• _What is being asked_
Which lines below contain the word "black"? Extract each of them, treating uppercase and lowercase as different.

-- start of Input records --

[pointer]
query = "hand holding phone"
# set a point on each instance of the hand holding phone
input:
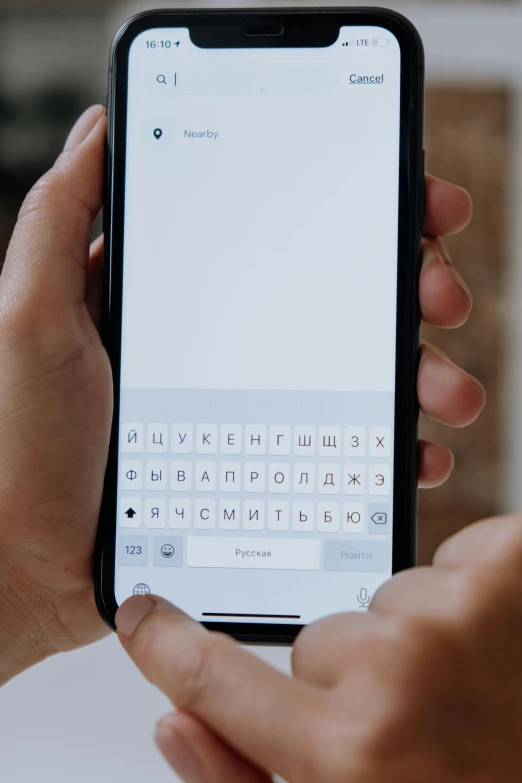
(390, 695)
(55, 371)
(264, 224)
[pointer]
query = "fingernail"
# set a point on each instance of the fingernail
(84, 126)
(131, 613)
(181, 758)
(460, 280)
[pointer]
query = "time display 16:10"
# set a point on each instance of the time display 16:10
(159, 44)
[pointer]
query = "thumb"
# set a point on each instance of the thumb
(47, 260)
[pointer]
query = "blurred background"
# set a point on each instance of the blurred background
(89, 714)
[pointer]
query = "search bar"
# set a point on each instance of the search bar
(251, 79)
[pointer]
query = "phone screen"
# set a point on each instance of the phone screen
(258, 363)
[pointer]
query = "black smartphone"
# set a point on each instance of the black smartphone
(263, 232)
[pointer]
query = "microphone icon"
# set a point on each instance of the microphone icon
(363, 598)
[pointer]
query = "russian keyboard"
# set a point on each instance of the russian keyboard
(230, 477)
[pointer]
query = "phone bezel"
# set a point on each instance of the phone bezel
(411, 208)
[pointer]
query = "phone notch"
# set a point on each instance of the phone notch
(263, 30)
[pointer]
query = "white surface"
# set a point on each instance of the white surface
(83, 717)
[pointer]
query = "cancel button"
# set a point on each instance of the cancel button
(355, 79)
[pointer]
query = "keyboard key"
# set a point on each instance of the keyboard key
(255, 440)
(155, 512)
(353, 518)
(133, 550)
(156, 476)
(379, 521)
(280, 440)
(329, 479)
(131, 475)
(204, 514)
(181, 476)
(328, 517)
(355, 441)
(380, 480)
(364, 556)
(205, 477)
(129, 512)
(304, 479)
(182, 438)
(303, 516)
(180, 513)
(231, 439)
(279, 477)
(230, 476)
(206, 439)
(255, 477)
(329, 441)
(167, 552)
(304, 441)
(354, 479)
(157, 436)
(228, 517)
(278, 515)
(249, 552)
(254, 515)
(380, 442)
(131, 438)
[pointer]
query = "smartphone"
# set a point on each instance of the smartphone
(263, 230)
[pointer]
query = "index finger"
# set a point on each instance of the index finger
(448, 208)
(262, 713)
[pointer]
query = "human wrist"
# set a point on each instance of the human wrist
(24, 620)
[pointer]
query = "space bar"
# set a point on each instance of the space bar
(276, 553)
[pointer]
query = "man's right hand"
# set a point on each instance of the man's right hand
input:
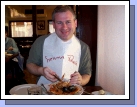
(49, 74)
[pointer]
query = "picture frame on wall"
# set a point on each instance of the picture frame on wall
(41, 24)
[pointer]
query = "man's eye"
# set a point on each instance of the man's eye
(68, 22)
(58, 22)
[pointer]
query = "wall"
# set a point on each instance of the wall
(21, 9)
(111, 48)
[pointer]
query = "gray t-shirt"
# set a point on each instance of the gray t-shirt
(36, 55)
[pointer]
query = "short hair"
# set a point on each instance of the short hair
(62, 8)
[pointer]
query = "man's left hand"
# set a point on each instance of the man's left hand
(76, 78)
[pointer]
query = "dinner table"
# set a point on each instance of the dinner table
(9, 62)
(89, 89)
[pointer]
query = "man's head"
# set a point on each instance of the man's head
(64, 22)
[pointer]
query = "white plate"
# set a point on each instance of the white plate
(79, 93)
(97, 93)
(21, 89)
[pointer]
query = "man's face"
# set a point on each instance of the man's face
(64, 25)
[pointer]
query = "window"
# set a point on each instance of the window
(51, 29)
(21, 29)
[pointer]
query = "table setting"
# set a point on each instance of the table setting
(61, 87)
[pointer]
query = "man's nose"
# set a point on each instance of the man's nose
(64, 25)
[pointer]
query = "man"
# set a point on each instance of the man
(61, 52)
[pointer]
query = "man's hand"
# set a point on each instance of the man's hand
(76, 78)
(49, 74)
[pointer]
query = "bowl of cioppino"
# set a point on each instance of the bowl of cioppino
(64, 87)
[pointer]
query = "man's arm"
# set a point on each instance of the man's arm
(34, 69)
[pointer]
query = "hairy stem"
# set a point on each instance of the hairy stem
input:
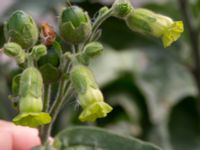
(47, 97)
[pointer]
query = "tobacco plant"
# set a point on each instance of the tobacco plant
(48, 63)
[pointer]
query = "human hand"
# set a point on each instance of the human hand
(14, 137)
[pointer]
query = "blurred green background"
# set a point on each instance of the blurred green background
(151, 89)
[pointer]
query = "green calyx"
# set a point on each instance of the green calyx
(22, 29)
(90, 96)
(90, 50)
(32, 119)
(75, 25)
(15, 50)
(30, 102)
(93, 49)
(81, 78)
(31, 83)
(122, 8)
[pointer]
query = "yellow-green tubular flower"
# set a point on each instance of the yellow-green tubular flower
(22, 29)
(147, 22)
(121, 8)
(15, 50)
(30, 103)
(74, 24)
(90, 96)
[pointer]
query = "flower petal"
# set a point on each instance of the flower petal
(172, 33)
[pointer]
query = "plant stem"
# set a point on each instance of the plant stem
(63, 89)
(47, 97)
(194, 38)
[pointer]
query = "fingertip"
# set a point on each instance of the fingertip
(24, 138)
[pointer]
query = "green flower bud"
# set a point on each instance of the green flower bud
(90, 97)
(74, 24)
(39, 51)
(121, 8)
(103, 11)
(31, 83)
(30, 104)
(22, 29)
(150, 23)
(15, 50)
(90, 50)
(93, 49)
(81, 78)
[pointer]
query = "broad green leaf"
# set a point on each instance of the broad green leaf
(86, 138)
(184, 125)
(49, 73)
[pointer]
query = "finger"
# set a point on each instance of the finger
(18, 137)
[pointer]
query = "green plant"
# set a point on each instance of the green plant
(46, 63)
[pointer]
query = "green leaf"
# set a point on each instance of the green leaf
(86, 138)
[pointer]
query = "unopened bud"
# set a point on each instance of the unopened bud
(15, 50)
(90, 96)
(39, 51)
(75, 25)
(22, 29)
(121, 8)
(47, 34)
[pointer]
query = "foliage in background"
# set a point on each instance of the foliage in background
(151, 89)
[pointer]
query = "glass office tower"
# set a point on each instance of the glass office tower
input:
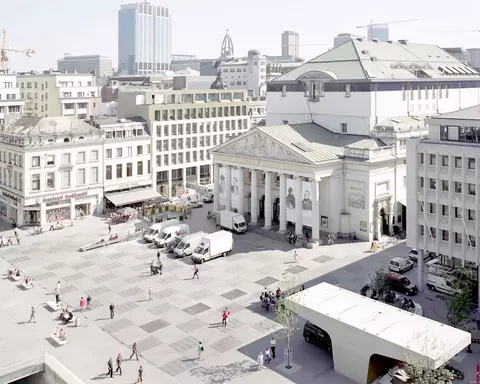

-- end of Input records --

• _Task answer_
query = "black smartphone"
# set a point on each instance of the black smartphone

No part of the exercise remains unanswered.